» Work task
If a line in the data below holds the word "laid", copy it.

» The input
___

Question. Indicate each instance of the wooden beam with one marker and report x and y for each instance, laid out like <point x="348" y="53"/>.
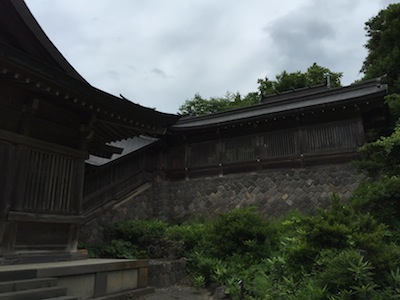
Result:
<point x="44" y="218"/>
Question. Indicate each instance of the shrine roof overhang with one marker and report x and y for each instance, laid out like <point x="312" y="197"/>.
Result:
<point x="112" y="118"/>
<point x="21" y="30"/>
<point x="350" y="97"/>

___

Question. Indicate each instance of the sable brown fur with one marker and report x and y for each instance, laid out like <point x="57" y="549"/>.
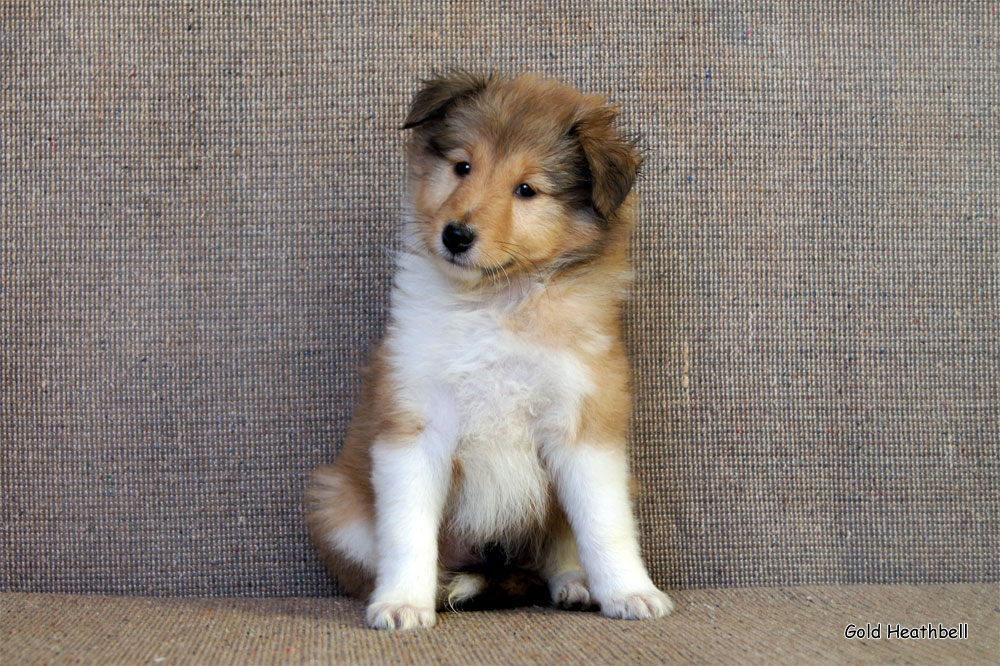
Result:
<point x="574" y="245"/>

___

» The completed task
Question. Indicate each instance of the wooden beam with one marker and report x and y for each instance, laid out like <point x="348" y="53"/>.
Question. Indicate each instance of the shrine roof overhang with one marker and report x and y for each instance, laid out like <point x="312" y="197"/>.
Question. Indicate each instance of the sable brown fur with one marker and report x and y for each instance, laid out like <point x="57" y="549"/>.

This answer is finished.